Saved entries
________________________

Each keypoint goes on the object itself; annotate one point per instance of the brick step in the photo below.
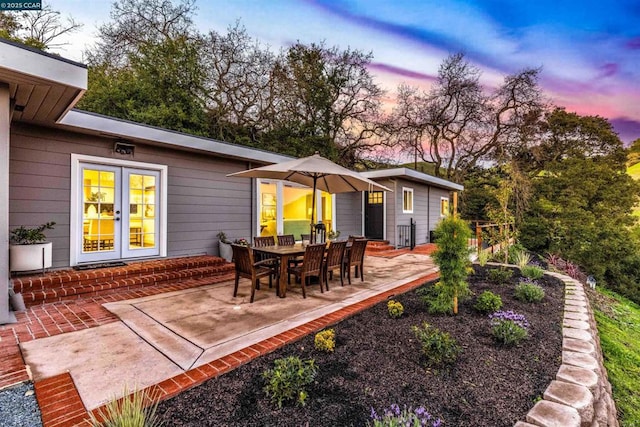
(74, 291)
(70, 277)
(376, 246)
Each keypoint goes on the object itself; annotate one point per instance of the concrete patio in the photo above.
(172, 341)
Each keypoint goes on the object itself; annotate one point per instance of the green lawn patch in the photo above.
(618, 325)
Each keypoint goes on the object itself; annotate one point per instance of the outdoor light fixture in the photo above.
(124, 148)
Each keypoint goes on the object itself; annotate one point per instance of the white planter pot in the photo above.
(225, 251)
(30, 257)
(16, 302)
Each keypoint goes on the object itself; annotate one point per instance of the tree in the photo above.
(633, 153)
(581, 209)
(38, 28)
(456, 124)
(327, 100)
(239, 95)
(452, 258)
(138, 23)
(146, 67)
(562, 135)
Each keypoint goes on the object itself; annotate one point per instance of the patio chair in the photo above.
(289, 240)
(286, 240)
(333, 260)
(311, 266)
(355, 258)
(272, 263)
(248, 268)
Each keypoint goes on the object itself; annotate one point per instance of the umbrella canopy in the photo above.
(316, 172)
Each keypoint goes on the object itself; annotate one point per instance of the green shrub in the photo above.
(519, 257)
(395, 309)
(532, 272)
(437, 300)
(288, 379)
(488, 302)
(529, 292)
(438, 347)
(483, 257)
(131, 411)
(452, 258)
(325, 340)
(509, 328)
(500, 275)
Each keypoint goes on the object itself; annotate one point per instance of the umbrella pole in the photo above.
(313, 210)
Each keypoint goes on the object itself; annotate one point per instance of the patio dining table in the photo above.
(284, 253)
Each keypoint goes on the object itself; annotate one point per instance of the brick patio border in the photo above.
(60, 401)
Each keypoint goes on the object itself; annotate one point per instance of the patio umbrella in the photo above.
(316, 172)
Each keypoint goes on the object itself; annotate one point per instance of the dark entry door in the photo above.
(374, 214)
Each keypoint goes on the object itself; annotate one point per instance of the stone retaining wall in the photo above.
(580, 395)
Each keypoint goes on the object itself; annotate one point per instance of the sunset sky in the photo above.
(588, 50)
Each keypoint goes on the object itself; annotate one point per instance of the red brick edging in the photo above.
(60, 402)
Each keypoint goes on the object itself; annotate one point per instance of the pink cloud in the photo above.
(608, 70)
(634, 43)
(391, 69)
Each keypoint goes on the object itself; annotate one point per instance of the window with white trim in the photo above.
(407, 200)
(444, 206)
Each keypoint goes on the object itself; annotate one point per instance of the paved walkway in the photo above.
(173, 333)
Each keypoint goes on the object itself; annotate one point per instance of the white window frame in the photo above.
(409, 191)
(280, 205)
(445, 214)
(76, 160)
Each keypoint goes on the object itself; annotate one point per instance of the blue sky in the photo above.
(589, 51)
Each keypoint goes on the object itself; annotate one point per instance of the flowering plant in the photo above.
(241, 242)
(407, 417)
(511, 315)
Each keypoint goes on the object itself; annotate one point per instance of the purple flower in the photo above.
(510, 315)
(395, 409)
(374, 415)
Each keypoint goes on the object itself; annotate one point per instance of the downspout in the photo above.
(428, 214)
(395, 213)
(5, 120)
(252, 206)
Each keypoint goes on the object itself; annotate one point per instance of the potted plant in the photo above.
(28, 248)
(224, 245)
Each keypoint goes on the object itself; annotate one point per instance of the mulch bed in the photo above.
(378, 362)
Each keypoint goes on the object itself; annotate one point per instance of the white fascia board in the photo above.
(126, 129)
(413, 175)
(23, 60)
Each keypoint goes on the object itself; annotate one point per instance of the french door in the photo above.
(119, 211)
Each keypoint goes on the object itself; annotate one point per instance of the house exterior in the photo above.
(119, 190)
(417, 198)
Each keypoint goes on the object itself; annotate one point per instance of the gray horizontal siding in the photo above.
(202, 201)
(349, 214)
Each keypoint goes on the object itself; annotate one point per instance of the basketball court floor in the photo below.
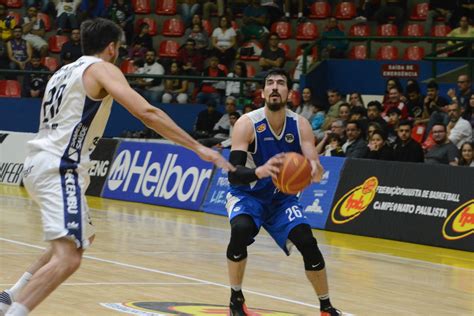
(149, 260)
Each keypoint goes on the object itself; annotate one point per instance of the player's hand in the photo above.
(317, 171)
(271, 168)
(213, 156)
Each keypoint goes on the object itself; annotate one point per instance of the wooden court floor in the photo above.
(146, 256)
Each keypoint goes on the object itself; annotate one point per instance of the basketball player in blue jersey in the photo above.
(259, 140)
(74, 113)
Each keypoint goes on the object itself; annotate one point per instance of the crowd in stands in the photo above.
(246, 41)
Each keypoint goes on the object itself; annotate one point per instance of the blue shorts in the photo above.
(278, 217)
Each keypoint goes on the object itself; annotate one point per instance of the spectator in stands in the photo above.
(466, 155)
(464, 92)
(121, 12)
(211, 90)
(191, 58)
(272, 56)
(406, 148)
(392, 9)
(66, 17)
(355, 146)
(175, 89)
(150, 88)
(444, 151)
(463, 31)
(35, 84)
(205, 121)
(459, 129)
(71, 50)
(394, 101)
(187, 10)
(34, 30)
(333, 48)
(143, 37)
(199, 36)
(7, 23)
(19, 50)
(374, 114)
(355, 99)
(378, 147)
(254, 21)
(224, 40)
(439, 9)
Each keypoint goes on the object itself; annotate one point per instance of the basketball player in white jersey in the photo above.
(74, 113)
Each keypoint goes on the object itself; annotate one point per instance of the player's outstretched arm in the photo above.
(110, 79)
(309, 149)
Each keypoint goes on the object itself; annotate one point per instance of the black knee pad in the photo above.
(302, 237)
(243, 230)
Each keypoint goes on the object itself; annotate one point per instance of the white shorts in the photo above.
(59, 187)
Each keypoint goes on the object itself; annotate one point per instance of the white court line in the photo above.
(173, 275)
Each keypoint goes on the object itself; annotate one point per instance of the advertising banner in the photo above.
(12, 155)
(317, 198)
(159, 174)
(420, 203)
(101, 159)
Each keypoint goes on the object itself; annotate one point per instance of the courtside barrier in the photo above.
(419, 203)
(156, 173)
(12, 156)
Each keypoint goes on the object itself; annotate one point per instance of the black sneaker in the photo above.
(5, 302)
(331, 311)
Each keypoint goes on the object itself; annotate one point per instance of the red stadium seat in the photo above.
(361, 29)
(387, 52)
(151, 23)
(168, 49)
(440, 30)
(14, 3)
(414, 30)
(10, 89)
(56, 42)
(286, 48)
(414, 53)
(307, 31)
(283, 29)
(358, 52)
(387, 30)
(207, 26)
(47, 22)
(141, 6)
(173, 27)
(50, 62)
(165, 7)
(345, 10)
(420, 11)
(320, 10)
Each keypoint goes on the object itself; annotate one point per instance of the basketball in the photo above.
(294, 175)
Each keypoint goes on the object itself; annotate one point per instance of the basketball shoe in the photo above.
(5, 302)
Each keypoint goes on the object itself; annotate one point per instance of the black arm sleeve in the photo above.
(242, 175)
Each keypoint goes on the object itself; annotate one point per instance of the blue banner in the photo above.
(317, 198)
(160, 174)
(216, 194)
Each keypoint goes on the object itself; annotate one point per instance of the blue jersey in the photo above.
(266, 145)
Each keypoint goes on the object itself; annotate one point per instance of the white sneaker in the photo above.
(6, 301)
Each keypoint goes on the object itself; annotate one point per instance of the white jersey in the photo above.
(71, 123)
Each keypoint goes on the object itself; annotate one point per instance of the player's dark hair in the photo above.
(278, 72)
(97, 34)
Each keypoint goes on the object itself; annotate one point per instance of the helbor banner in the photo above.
(420, 203)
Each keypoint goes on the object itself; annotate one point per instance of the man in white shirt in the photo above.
(459, 129)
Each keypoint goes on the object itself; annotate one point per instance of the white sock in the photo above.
(17, 309)
(15, 289)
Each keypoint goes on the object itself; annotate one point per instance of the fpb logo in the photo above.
(460, 223)
(354, 202)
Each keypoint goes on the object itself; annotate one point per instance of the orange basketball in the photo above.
(295, 174)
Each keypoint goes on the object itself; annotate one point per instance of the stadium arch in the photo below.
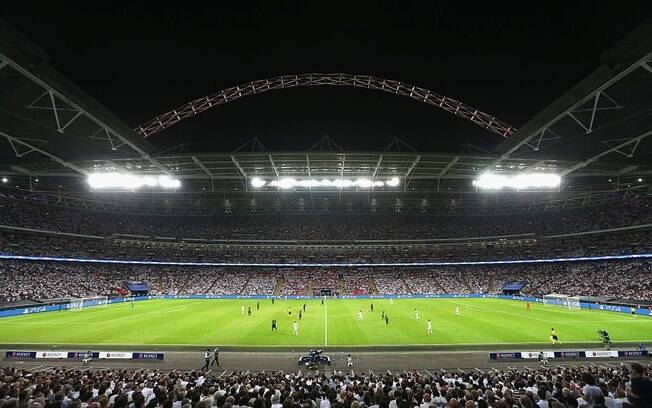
(196, 106)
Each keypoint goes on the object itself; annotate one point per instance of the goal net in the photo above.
(571, 302)
(78, 304)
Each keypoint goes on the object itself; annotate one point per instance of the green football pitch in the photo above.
(194, 323)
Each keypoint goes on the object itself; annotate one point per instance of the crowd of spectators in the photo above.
(20, 280)
(328, 227)
(591, 386)
(20, 243)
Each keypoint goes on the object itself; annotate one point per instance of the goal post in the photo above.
(79, 304)
(571, 302)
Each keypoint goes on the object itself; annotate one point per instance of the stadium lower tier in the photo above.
(53, 244)
(554, 387)
(38, 280)
(323, 322)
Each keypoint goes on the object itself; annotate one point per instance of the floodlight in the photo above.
(523, 181)
(393, 182)
(126, 181)
(257, 182)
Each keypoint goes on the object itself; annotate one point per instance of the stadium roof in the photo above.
(597, 135)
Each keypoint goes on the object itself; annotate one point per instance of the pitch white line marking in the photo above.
(325, 324)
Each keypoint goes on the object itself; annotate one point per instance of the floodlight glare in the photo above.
(287, 183)
(125, 181)
(524, 181)
(257, 182)
(393, 182)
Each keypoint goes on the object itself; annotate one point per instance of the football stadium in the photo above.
(301, 221)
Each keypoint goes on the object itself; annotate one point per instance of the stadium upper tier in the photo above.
(326, 227)
(28, 280)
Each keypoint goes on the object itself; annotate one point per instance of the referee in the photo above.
(207, 359)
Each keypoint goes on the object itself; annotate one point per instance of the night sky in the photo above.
(508, 61)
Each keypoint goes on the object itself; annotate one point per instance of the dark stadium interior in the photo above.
(302, 151)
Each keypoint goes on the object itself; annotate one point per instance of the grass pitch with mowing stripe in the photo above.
(220, 322)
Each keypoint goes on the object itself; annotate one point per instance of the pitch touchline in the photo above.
(325, 324)
(308, 345)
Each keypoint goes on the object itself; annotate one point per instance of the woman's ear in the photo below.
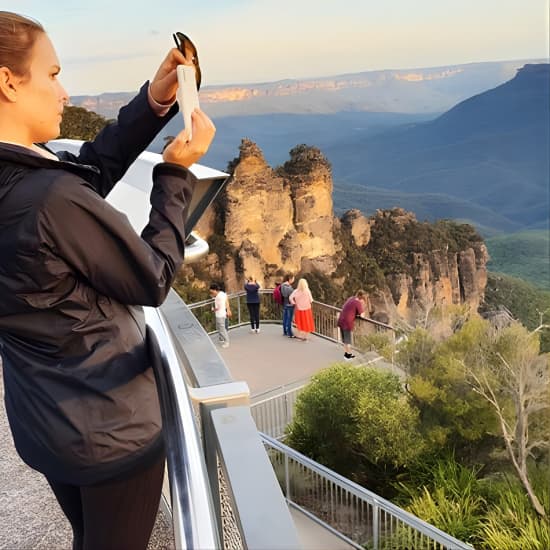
(8, 85)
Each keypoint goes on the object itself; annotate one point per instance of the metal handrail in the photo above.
(192, 509)
(380, 508)
(213, 391)
(325, 316)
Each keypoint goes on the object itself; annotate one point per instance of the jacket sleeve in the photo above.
(118, 145)
(99, 245)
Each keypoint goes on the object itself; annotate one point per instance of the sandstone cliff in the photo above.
(271, 221)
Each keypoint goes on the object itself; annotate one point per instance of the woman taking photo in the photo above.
(79, 389)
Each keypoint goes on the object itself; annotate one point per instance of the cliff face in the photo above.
(281, 220)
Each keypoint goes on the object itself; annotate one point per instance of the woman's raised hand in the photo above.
(185, 151)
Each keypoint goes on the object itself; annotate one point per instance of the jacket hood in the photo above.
(16, 160)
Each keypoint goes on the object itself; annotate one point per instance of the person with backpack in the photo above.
(80, 391)
(277, 297)
(252, 288)
(288, 308)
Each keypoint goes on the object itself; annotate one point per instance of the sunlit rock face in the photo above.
(283, 217)
(278, 220)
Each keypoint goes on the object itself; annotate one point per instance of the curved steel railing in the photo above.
(193, 516)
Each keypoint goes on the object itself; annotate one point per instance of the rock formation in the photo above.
(271, 221)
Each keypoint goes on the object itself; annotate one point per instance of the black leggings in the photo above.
(116, 514)
(254, 310)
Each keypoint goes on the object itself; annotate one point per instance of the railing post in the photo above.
(287, 479)
(375, 526)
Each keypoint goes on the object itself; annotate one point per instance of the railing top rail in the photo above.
(267, 526)
(193, 514)
(372, 498)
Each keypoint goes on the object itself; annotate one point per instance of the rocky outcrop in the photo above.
(271, 221)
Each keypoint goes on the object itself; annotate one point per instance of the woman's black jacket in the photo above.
(79, 391)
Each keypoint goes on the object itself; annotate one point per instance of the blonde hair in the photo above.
(302, 285)
(17, 37)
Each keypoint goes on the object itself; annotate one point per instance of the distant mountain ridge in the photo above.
(491, 150)
(424, 90)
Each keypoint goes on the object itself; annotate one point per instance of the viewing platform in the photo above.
(230, 481)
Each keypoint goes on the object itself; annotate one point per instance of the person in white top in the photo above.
(222, 311)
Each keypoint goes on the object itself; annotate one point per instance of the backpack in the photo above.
(277, 296)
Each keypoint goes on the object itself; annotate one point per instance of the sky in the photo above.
(115, 45)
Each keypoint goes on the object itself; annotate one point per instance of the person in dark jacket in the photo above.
(252, 288)
(80, 393)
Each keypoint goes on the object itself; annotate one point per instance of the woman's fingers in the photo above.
(185, 151)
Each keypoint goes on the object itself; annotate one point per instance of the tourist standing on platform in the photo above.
(302, 299)
(354, 306)
(252, 288)
(288, 309)
(80, 393)
(222, 312)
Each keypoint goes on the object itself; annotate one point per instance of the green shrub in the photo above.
(511, 523)
(356, 421)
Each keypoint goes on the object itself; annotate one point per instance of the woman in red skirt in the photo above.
(303, 316)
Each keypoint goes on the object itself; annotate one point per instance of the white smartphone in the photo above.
(187, 95)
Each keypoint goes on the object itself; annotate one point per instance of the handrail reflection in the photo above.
(193, 515)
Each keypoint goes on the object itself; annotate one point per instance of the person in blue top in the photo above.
(252, 288)
(288, 309)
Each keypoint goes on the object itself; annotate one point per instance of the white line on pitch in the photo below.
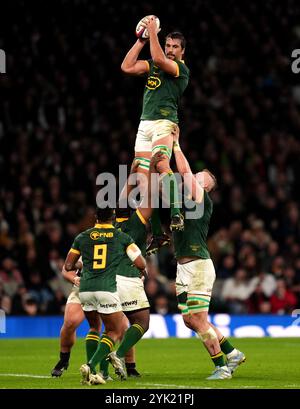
(174, 385)
(24, 375)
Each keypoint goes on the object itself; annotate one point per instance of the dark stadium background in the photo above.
(67, 114)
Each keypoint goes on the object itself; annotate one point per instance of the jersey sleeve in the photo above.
(183, 70)
(126, 240)
(75, 248)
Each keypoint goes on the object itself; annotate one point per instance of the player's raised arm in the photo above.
(184, 169)
(71, 275)
(157, 54)
(131, 64)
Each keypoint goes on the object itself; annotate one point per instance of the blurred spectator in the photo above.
(283, 301)
(236, 291)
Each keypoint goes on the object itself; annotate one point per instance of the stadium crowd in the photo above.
(67, 114)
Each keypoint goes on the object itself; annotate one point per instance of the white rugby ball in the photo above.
(141, 31)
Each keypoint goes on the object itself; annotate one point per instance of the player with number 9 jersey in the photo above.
(102, 248)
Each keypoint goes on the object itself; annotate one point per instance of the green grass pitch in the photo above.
(164, 364)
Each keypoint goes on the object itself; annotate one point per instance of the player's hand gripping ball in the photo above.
(141, 30)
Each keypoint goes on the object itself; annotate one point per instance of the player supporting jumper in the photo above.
(167, 79)
(102, 249)
(195, 270)
(130, 286)
(74, 314)
(73, 317)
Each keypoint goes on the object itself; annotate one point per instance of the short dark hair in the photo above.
(123, 212)
(105, 213)
(213, 177)
(179, 36)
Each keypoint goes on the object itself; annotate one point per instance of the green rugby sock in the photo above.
(155, 223)
(218, 359)
(105, 346)
(91, 344)
(226, 346)
(104, 367)
(131, 337)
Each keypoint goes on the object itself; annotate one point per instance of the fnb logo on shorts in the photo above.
(153, 82)
(2, 62)
(127, 303)
(108, 305)
(2, 322)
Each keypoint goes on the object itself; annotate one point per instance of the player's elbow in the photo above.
(159, 61)
(126, 69)
(140, 262)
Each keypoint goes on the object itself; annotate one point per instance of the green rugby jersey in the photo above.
(135, 226)
(192, 240)
(102, 249)
(163, 91)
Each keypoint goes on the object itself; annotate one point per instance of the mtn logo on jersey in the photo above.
(153, 82)
(95, 235)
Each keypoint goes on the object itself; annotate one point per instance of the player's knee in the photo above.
(187, 321)
(163, 166)
(71, 325)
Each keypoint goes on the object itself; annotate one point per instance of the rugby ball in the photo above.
(141, 31)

________________________

EXERCISE INSTRUCTIONS =>
Every line from the one with "knee in the photo above." through the last line of the records above should be returned exactly, please, and no others.

SOLVED EXERCISE =>
Each keypoint goes on the object itself; annotate one point per instance of the player's knee in the photo above.
(187, 321)
(163, 166)
(71, 325)
Each keypoint goes on the object itself; annotate one point per instance of the rugby ball in the photo above.
(141, 31)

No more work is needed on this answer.